[Stored data entries]:

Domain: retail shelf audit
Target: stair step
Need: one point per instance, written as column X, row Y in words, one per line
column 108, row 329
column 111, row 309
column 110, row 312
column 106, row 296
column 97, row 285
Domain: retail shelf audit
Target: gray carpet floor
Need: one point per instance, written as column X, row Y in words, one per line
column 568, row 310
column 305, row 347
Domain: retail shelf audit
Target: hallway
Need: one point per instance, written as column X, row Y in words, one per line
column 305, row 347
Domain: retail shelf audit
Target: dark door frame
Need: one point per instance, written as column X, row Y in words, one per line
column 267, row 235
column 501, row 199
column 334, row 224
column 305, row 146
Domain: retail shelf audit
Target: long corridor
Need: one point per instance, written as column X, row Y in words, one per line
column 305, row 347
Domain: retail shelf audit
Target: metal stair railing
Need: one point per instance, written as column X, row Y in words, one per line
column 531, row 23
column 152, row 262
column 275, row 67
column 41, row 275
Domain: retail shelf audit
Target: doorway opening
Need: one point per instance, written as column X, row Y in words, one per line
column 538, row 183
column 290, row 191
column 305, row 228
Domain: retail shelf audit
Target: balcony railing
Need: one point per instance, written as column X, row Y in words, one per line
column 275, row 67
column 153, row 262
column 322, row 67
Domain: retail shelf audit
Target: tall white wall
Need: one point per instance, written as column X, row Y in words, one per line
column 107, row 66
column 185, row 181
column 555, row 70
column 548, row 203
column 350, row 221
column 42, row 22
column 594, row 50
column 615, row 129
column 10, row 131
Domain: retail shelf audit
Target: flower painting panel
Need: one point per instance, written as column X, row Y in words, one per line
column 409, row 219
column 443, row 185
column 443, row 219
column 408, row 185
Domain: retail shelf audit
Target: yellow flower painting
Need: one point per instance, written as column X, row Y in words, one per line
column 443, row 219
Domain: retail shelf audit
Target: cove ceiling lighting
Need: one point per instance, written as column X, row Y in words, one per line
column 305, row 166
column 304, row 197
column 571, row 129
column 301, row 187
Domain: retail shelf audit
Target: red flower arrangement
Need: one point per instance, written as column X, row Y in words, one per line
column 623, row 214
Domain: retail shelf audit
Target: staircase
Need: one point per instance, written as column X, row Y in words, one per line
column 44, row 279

[Your instructions]:
Write out all the entries exactly.

[Result]:
Domain: retail shelf audit
Target: stair step
Need: one point per instance, written as column X, row Y in words, one per line
column 108, row 329
column 111, row 309
column 110, row 312
column 106, row 296
column 97, row 285
Domain: retail shelf audit
Target: gray carpet floor
Need: one point per instance, written as column X, row Y in words, one per line
column 568, row 310
column 305, row 347
Domain: retail shelf audit
Target: hallway
Need: one point per instance, written as column X, row Y in words, one per line
column 305, row 347
Domain: retail shelf audit
Target: dark door frame
Need: one point per instance, written as column X, row Y in words, one per line
column 267, row 235
column 501, row 199
column 334, row 224
column 305, row 146
Domain: retail shelf audit
Target: long corridor
Need: one point per instance, written as column X, row Y in words, one per line
column 305, row 347
Domain: retail shelf audit
Target: metal stair railing
Need: one point per instance, written as column X, row Y in words, one per line
column 531, row 23
column 152, row 262
column 275, row 67
column 41, row 275
Domain: retail shelf audit
Target: doorway opening
Need: one point per instance, written as column X, row Y in words, one per line
column 538, row 183
column 290, row 191
column 305, row 228
Domain: retail shelf audit
Target: balcony railing
Need: one point per instance, written as column X, row Y in words, one per line
column 275, row 67
column 153, row 262
column 322, row 67
Domain: retail shelf audit
Target: tall white wall
Need: one point per instance, written as column X, row Y in words, one per line
column 107, row 66
column 185, row 181
column 555, row 70
column 548, row 203
column 350, row 221
column 42, row 22
column 594, row 50
column 615, row 129
column 10, row 131
Domain: retail shelf audit
Target: flower painting panel
Need: one point per instance, written as column X, row Y in words, one per line
column 409, row 219
column 443, row 185
column 443, row 219
column 408, row 185
Domain: retail shelf audit
Target: yellow flower painting
Need: one point per instance, written as column X, row Y in words, one per line
column 443, row 219
Domain: retail shelf audit
Target: cove ceiling lighting
Need: one point per instance, written as column X, row Y in words, one per line
column 305, row 166
column 304, row 197
column 571, row 129
column 301, row 187
Domain: retail shelf audit
Target: red flower arrangement
Need: one point per instance, written as column X, row Y in words, one per line
column 623, row 214
Domain: retail shelf audit
Target: staircase
Need: one point per instance, written as column X, row Y in words, one per line
column 44, row 279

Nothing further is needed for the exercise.